> Task requirements
Can you write out, word for word, the lines of the items below from the line with "like x=242 y=77." up to and including the line with "x=531 y=107", and nothing else?

> Data for processing
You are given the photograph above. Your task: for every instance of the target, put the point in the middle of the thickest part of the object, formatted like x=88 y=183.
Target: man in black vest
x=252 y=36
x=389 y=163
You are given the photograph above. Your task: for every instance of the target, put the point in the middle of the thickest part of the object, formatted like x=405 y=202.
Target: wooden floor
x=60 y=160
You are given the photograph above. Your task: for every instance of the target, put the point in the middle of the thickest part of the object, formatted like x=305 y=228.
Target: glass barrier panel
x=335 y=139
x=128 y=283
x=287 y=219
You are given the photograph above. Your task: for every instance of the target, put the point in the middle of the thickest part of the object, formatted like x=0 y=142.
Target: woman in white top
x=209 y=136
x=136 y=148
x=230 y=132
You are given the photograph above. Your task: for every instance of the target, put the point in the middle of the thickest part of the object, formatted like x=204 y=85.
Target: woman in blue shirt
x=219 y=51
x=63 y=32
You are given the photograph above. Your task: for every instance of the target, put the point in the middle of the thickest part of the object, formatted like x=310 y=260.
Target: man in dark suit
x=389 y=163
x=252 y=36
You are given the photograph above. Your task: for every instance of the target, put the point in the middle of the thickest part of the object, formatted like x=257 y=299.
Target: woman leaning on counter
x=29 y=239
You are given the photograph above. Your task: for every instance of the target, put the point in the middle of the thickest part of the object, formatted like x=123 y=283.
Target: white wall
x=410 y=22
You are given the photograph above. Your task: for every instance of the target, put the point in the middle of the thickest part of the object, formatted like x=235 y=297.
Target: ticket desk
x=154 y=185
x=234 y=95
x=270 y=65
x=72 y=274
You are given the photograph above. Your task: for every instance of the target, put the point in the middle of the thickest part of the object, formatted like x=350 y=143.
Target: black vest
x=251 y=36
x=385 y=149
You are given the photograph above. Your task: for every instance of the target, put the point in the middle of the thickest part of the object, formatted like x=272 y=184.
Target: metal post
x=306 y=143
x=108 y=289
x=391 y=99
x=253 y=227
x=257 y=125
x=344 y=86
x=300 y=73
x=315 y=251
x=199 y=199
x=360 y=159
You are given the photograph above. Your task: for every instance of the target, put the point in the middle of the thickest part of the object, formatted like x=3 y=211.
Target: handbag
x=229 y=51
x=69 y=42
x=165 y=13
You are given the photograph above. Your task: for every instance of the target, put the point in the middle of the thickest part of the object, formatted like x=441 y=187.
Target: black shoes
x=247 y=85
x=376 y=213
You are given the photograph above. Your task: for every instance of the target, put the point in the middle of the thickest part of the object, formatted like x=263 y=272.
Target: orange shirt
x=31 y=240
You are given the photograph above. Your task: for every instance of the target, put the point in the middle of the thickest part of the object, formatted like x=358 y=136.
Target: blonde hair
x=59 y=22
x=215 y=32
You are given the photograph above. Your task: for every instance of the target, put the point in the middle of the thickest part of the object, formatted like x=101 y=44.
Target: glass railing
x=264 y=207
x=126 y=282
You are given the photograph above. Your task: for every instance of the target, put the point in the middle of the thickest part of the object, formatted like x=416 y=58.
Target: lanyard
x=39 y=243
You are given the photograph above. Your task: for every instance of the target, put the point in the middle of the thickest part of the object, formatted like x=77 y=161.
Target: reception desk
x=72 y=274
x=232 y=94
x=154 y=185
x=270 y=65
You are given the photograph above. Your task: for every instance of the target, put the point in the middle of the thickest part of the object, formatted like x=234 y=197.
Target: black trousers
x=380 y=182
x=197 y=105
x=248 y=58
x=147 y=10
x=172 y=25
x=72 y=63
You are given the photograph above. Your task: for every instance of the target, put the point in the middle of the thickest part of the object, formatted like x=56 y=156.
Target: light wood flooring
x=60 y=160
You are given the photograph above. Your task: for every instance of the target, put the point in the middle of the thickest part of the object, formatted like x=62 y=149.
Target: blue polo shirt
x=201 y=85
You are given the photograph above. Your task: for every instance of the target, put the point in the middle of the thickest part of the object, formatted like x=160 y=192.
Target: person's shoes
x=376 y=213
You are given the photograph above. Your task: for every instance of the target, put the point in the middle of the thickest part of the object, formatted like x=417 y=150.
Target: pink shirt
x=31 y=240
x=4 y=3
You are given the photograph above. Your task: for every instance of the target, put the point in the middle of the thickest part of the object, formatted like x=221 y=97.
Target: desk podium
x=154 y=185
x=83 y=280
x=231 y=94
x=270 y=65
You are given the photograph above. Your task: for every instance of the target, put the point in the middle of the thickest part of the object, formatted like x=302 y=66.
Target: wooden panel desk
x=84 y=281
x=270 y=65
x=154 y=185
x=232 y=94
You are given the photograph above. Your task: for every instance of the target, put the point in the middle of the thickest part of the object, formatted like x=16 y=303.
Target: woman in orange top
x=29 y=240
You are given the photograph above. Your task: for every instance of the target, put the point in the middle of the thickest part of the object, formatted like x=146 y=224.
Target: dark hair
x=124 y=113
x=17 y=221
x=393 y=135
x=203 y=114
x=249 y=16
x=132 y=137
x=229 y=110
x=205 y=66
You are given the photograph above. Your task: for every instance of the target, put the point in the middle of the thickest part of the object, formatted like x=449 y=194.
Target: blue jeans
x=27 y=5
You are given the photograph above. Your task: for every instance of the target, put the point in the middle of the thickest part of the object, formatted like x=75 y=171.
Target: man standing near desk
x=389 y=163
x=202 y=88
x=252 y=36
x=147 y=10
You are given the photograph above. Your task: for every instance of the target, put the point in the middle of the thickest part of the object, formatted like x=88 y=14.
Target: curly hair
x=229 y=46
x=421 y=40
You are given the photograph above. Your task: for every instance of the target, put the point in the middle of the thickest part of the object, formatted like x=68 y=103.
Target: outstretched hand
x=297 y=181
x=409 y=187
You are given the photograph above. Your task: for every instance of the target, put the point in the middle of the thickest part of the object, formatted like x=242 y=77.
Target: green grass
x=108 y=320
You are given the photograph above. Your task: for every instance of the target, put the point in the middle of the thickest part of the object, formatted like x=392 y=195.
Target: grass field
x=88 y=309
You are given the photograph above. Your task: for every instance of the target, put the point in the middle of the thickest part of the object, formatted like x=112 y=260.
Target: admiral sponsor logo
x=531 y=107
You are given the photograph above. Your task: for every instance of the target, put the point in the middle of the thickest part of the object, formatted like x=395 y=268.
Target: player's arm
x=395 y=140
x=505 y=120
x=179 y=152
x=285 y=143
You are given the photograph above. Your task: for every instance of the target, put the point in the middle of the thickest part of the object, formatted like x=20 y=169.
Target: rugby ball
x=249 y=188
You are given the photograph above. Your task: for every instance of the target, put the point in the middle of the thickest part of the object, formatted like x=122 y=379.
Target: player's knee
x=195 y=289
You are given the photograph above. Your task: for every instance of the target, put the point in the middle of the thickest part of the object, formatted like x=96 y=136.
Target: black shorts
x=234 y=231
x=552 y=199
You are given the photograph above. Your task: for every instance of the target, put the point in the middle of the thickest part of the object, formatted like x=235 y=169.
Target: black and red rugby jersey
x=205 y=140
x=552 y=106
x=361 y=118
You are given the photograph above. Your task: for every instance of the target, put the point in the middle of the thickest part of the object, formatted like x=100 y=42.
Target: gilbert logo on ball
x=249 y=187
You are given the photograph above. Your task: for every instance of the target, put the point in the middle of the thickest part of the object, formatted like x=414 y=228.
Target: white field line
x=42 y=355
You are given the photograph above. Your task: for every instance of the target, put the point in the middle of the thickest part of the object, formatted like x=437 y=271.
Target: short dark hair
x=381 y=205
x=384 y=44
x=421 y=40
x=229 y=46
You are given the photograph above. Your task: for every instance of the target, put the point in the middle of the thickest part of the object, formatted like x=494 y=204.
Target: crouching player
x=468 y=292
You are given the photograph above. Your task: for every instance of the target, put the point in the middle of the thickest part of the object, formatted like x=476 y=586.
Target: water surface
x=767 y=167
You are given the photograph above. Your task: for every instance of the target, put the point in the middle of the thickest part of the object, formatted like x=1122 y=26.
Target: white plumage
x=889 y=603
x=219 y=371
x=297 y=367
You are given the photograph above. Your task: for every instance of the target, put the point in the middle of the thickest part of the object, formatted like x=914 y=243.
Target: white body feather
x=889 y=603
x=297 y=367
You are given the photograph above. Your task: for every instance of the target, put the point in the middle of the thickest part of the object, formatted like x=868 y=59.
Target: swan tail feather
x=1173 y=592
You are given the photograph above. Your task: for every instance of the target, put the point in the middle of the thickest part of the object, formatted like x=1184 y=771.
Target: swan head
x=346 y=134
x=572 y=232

> Task answer
You are given the photograph above. Your task: for every instance of the target, put the point in the middle of the thickest part of the object, formatted like x=242 y=77.
Target: green grass
x=108 y=320
You are given the photograph above. Your task: for every instance of the target, put the point in the middle of the thickest part of the object, formatted like x=392 y=195.
Target: grass field
x=88 y=309
You are given the photograph above. Your task: for every instance of the target, put the point in the middle of the thickest part of the object, formatted like x=112 y=260.
Target: admiral sponsor logo
x=531 y=107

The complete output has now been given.